Prompt:
From the entries below, extract every line that includes the word "positive".
(Beginning of Input for this task)
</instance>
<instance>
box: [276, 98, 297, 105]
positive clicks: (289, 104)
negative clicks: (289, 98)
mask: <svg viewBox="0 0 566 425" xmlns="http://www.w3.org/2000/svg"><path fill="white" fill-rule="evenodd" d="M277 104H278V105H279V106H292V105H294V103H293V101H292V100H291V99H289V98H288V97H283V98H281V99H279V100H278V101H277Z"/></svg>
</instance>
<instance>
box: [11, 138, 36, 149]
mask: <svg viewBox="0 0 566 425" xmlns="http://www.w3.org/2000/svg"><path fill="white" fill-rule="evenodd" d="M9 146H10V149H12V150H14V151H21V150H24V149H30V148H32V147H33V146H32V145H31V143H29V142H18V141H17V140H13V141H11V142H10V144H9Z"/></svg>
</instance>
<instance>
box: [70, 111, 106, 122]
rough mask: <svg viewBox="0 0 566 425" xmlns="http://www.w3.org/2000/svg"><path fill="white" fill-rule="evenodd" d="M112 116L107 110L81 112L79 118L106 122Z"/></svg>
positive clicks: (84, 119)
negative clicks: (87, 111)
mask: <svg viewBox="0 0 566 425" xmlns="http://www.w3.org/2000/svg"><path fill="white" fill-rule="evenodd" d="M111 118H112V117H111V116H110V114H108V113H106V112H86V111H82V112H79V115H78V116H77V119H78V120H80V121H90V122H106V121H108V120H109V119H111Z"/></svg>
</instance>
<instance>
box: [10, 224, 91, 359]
(End of Input for this task)
(Beginning of Input for this task)
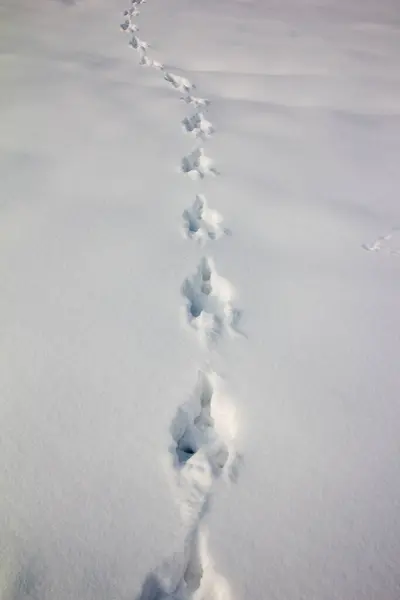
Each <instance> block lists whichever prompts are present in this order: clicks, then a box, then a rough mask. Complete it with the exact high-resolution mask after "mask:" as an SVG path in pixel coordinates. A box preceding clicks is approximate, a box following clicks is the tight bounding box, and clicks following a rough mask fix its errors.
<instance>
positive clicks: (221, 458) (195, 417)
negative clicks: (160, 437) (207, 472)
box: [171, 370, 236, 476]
(End of Input for this task)
Output of the task:
positive clicks: (289, 104)
positive clicks: (84, 119)
positive clicks: (221, 458) (195, 417)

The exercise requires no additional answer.